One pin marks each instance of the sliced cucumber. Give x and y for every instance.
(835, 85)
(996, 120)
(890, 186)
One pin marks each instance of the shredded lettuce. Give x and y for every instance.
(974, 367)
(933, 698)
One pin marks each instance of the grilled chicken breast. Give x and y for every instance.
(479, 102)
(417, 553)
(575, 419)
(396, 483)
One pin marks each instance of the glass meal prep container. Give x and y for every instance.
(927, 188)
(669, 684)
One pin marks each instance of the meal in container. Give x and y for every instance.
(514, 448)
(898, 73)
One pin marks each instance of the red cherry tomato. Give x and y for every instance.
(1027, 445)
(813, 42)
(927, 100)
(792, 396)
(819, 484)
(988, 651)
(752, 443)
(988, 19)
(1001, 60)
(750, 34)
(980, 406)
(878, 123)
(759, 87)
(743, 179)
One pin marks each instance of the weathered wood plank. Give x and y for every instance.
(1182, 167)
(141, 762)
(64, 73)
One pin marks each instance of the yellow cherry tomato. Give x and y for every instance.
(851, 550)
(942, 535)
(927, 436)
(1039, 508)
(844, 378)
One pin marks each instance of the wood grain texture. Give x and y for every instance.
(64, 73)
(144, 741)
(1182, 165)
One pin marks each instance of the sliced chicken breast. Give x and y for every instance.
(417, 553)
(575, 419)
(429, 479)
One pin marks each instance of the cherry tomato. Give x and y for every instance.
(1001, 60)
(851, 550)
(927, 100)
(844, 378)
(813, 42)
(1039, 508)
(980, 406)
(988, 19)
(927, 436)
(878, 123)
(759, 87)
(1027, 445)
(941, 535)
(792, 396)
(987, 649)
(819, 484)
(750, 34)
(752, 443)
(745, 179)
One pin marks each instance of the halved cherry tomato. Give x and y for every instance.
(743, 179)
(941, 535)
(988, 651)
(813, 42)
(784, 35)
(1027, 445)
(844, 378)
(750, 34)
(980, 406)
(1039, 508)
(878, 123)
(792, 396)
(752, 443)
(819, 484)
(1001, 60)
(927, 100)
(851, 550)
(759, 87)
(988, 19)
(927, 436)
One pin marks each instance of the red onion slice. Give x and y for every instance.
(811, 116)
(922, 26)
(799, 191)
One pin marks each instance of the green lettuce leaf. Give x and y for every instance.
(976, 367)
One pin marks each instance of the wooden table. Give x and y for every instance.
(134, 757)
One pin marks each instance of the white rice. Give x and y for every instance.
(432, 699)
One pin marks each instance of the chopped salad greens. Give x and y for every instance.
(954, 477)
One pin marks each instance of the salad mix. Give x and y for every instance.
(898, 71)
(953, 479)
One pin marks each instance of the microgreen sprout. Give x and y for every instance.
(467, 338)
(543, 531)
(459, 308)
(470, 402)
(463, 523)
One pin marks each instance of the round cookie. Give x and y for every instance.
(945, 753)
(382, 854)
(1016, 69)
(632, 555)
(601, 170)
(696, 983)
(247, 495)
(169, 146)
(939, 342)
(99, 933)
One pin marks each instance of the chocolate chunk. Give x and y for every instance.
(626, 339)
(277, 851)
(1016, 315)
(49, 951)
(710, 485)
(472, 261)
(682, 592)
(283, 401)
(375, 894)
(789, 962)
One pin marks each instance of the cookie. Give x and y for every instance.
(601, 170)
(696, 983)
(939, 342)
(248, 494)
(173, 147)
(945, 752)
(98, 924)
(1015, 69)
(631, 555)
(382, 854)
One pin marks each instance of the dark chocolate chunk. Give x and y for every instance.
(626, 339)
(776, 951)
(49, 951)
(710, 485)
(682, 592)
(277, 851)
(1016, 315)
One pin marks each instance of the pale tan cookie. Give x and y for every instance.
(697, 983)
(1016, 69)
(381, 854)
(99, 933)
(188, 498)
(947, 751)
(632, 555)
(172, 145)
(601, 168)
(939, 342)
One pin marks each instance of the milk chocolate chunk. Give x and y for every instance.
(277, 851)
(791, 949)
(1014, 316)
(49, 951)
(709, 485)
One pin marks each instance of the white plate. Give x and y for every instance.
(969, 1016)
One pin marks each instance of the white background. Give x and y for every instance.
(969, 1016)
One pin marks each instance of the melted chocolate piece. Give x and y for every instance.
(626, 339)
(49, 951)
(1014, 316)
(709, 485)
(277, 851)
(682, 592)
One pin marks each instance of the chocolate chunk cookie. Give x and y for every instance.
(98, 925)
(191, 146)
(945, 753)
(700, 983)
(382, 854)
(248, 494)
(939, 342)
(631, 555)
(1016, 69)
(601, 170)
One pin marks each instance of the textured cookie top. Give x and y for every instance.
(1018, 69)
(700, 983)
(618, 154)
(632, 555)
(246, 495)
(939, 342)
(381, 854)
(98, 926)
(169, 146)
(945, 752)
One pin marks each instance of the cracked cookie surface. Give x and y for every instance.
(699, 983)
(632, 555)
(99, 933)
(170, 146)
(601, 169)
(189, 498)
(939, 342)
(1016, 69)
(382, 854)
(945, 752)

══════════════════════════════

• _Written problem_
Rewrite the records from the line containing "One pin marks each instance of the textured" through the end of the records, keeping every line, and shift each coordinate in the answers by adding 106 to both x and y.

• _Full answer_
One pin marks each instance of the textured cookie top. Give x and y for every instance.
(1124, 175)
(806, 1089)
(724, 260)
(738, 661)
(352, 601)
(1045, 448)
(487, 960)
(204, 1032)
(275, 252)
(1051, 858)
One pin marks each instance of the cracked cookie surface. Give x and y for every instance.
(805, 1089)
(738, 661)
(205, 1039)
(276, 252)
(707, 275)
(295, 604)
(1045, 448)
(1122, 175)
(488, 960)
(1051, 858)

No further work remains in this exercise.